# [REQUIRED TASK]
Which lines of the data below contain the word "bench"? Pull out each of those lines in full, and treat a match as case-sensitive.

************

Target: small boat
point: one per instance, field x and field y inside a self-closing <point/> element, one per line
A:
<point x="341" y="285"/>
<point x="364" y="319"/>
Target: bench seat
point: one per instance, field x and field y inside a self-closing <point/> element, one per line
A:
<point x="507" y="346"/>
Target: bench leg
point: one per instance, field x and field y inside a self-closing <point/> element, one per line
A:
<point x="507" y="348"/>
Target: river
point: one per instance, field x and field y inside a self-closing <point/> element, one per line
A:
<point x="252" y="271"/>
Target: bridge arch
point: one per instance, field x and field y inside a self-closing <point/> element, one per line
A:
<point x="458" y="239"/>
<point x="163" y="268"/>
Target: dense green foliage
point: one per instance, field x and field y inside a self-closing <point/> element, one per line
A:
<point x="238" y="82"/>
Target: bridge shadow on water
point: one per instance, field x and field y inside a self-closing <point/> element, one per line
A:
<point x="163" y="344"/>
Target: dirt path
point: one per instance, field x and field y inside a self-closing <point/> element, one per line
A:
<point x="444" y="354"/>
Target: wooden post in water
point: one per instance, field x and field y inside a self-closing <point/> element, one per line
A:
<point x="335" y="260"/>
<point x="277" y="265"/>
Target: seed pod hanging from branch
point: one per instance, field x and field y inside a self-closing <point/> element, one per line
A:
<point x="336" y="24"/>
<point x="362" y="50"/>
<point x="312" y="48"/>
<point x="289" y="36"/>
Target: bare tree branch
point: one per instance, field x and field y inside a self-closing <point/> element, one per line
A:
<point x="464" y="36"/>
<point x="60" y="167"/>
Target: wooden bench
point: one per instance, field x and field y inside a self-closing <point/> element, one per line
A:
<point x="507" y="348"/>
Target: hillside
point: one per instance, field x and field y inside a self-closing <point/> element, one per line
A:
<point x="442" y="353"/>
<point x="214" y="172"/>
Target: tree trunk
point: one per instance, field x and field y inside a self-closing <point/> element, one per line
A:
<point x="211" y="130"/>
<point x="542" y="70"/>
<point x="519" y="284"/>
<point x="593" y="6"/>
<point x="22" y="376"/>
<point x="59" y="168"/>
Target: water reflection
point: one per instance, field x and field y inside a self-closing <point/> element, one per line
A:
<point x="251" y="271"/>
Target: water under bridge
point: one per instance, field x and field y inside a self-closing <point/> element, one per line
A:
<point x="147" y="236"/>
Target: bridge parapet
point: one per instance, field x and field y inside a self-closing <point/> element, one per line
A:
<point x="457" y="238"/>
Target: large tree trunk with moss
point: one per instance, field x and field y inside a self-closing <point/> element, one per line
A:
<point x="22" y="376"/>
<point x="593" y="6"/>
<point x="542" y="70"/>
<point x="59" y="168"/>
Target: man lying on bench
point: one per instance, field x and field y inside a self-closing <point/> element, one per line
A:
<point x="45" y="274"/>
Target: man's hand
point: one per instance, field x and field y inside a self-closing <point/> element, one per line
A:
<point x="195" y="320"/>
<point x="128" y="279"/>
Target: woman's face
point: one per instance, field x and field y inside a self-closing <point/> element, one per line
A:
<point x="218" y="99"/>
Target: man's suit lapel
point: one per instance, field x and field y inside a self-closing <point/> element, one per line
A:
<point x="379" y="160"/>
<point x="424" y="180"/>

************

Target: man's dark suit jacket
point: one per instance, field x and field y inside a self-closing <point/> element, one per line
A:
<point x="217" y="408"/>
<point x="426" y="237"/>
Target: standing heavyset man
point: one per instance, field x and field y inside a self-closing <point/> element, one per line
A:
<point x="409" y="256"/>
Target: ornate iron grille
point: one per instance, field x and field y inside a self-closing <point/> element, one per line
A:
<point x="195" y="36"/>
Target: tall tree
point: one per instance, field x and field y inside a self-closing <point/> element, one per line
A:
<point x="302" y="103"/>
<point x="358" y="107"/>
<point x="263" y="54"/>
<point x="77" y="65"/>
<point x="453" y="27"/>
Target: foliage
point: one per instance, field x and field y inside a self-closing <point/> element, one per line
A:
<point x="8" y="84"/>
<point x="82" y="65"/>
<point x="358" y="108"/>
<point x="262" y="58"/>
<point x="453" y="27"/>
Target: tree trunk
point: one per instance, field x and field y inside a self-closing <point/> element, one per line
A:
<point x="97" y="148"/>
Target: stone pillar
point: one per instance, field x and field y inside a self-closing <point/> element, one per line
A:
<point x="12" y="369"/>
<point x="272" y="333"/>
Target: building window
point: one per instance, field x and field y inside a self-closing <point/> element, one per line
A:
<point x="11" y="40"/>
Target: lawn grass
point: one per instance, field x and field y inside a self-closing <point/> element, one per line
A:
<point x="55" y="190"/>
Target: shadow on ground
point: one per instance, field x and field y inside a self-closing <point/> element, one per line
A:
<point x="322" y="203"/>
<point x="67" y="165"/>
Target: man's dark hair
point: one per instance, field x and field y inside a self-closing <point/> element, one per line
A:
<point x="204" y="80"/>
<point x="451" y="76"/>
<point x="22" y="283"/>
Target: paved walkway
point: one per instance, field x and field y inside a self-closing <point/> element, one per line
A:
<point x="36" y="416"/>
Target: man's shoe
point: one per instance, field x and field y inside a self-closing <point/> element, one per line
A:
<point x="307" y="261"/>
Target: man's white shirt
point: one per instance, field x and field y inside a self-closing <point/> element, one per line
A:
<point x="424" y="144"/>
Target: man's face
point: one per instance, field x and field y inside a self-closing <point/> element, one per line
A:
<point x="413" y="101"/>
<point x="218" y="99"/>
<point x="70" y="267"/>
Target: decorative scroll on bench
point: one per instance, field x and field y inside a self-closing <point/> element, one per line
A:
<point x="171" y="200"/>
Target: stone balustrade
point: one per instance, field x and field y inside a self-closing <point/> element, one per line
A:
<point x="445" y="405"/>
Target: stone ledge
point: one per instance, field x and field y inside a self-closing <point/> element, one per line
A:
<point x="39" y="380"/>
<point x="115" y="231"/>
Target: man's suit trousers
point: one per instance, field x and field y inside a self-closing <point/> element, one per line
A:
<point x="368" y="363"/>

************

# [OUTPUT OF THE TASK]
Target: bench seat
Target: bench leg
Target: wooden bench
Target: man lying on bench
Target: decorative scroll on bench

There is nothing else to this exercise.